[EXERCISE]: Could you reproduce all the entries under this sentence exactly, leaving the images aside?

(Referring expression data)
((

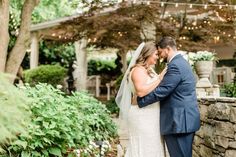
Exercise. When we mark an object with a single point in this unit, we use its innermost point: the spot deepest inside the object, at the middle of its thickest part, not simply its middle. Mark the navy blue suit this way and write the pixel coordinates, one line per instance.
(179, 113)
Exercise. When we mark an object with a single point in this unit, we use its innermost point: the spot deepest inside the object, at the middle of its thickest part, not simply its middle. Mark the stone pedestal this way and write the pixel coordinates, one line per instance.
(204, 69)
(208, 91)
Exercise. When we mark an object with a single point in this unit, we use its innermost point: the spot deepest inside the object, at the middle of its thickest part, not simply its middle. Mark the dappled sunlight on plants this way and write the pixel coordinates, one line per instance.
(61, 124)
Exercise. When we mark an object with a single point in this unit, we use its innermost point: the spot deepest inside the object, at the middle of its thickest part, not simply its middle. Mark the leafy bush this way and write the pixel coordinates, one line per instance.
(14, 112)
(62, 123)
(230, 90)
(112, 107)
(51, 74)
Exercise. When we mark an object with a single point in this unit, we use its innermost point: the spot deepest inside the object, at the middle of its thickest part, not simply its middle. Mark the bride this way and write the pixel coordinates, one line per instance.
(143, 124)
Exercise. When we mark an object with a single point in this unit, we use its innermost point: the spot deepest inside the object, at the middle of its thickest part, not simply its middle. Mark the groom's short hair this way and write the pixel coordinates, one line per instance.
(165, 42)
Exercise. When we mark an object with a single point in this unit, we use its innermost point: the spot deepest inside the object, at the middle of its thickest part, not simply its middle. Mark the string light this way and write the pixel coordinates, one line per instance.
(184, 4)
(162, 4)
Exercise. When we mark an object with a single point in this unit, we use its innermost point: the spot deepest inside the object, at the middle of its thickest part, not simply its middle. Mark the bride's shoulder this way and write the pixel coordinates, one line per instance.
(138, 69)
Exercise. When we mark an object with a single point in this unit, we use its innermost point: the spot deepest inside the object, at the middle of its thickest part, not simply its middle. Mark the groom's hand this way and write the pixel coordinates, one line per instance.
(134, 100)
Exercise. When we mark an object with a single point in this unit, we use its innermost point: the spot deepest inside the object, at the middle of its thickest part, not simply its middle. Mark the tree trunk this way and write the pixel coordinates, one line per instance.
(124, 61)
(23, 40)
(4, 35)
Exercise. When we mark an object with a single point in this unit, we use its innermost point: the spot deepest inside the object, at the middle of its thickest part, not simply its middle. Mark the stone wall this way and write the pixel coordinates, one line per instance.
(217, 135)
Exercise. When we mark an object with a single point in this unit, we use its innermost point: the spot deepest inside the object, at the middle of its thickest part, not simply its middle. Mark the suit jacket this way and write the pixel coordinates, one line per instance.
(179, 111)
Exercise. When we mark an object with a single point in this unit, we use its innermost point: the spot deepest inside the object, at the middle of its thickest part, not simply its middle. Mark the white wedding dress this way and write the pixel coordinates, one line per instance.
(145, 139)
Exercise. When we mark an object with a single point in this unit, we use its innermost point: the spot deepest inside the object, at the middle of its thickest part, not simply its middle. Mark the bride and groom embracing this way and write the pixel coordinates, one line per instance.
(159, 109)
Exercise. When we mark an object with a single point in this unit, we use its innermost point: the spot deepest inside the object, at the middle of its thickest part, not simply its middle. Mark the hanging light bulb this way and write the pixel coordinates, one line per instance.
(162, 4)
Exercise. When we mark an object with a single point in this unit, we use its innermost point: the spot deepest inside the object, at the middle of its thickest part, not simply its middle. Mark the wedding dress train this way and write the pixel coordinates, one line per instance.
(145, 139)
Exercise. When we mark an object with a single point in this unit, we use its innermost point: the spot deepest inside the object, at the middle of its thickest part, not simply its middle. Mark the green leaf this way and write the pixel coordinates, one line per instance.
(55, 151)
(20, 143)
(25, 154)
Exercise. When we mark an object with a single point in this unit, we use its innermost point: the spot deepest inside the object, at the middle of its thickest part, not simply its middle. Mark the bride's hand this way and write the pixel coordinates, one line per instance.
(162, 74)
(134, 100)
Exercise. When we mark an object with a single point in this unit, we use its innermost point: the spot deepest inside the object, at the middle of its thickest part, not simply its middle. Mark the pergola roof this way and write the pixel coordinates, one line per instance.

))

[REPLY TO THE TASK]:
Exercise. When we mark an object with a single point in this unit, we use its innermost point: the spot deepest inside the object, at the middle of its thickest part, not simply its middle. Mark the navy blue suit this way and write the pixel coordinates, one line per instance.
(179, 113)
Exercise. When we mark an object with a single point in this unit, we use its innermost point: the spot deepest inside the object, at the middle of its thickest part, not simply its middle. Mark the stone pedestal this way and write the pixel coordinates, one line per instance.
(204, 69)
(208, 91)
Exercise. When we mark an object with a single point in this unit, we use its innermost point: the spot deepest inside the object, at the middle of its thickest part, not simply its middle. Mark the dappled sunlight on plants this way and write the pixel coordinates, one line per instance.
(61, 124)
Exercise. When we mark an object with a single point in this unit, we use its innermost point: the spot deepest inside the object, at the middle of its thickest part, not simply its middle. Mark the leafy bush this way and write the pixel coordinates, one line per instance.
(14, 112)
(62, 123)
(230, 90)
(112, 107)
(51, 74)
Exercise. When we mark an object with a single point in this unit, we use its innermost point: the spot deepest inside the object, at the middle of its thickest part, not simply its middle. Mark the bride this way and write the pixel coordinates, one line per instance.
(143, 124)
Exercise. When we mark an object with a single point in this unit, we use its innermost point: the spot deepest inside the object, at the middle of its thickest part, not simply its middle. Mark the groom's short hair this way and write the pixel coordinates, one line per instance.
(165, 42)
Exercise. When we mark an object with a single point in this unit, we use its innermost point: the spot deepest inside the object, at the middle of its thickest part, not simply its middle. Mark the string light this way and write the pixel coordinates, one line per instance.
(184, 4)
(162, 4)
Exercise. When we mark an object with a single point in this unit, we use its innermost point: the spot deepest inside the object, at the middle of its thickest part, not simply its middle. Mark the bride's shoulder this way and write the pixel coordinates, one line per instance.
(138, 69)
Exercise. When we mark an object with a single point in this unit, we use its innermost point: the spot deepest inside the object, at the middle of its thickest part, not simply its middle. Mark the groom's hand this way and write the pixel coordinates, one line per instance.
(134, 100)
Exercise. When we mark an object with a single point in this unit, we use its innermost point: the spot deepest inside the object, at the middle of its thickest part, not simply its middle. Mark the tree trunk this way and write the pixel coordinates, one line per instance.
(124, 61)
(23, 40)
(4, 35)
Exercise. When we mark an object with a single point in this unit, we use its innermost point: the spot deepest inside the object, at the middle of its thickest part, not simply its middle. Mark the stone wall this way and write the pixel coordinates, one line per instance.
(217, 135)
Exercise. When we mark an object with a single point in this unit, we use its innermost point: the spot deepest inside the object, at the middle of its thickest part, not simply its middle. Mark the suit jacket this way and write the pixel coordinates, one line per instance.
(179, 111)
Exercise. When we mark an object with a single point in this unit, we use its innermost point: the spot deepest inside the object, at the middle of its thickest part, not simply its middle. Mark the white wedding dress this way and write the pixel coordinates, one line per instance.
(145, 139)
Exercise. When we mark an object with a single point in this unit, we use its innermost point: the spot deepest inside the object, at the middle of its thickest part, not simply its middle. Mark the bride and groom embracing this way and write the pixel coordinates, one line per instance.
(159, 109)
Exercise. When we mark an object with a single point in this unit, we use its innermost point: the spot deepest inside the object, at the middle of its thickest part, not simply its middle. Mark the hanging light bulb this way and write the pixel coordinates, one line per instance.
(162, 4)
Exercise. When we mark an object with a single point in this unit, we use its innermost point: the spot deepest inside the object, at the middle of its thickest part, not simply its middle. Mark the wedding dress train this way and write the pixel coordinates, one line per instance.
(145, 139)
Exercise. When we mark an object with a single point in this unit, we use its innermost point: the spot deepest inside the object, at the middle of its thickest part, not simply its middle. Mark the green leaf this way and write the pixel coordinates, one line per instance.
(55, 151)
(20, 143)
(25, 154)
Exercise. When we mark an object with a single point in this unit, we use its innermost point: the spot deepest inside the object, at the middle of its thickest part, not simply its middle. Mark the bride's hand this way and write the pixel coordinates, one line per instance.
(162, 74)
(134, 100)
Exercise. When we mark an object with a single point in this unit, we use its innermost point: the spot deepest inside the object, at the middle of its thickest part, not simply its middle. Mark the pergola roof this way and write the pixel coordinates, one line per instance.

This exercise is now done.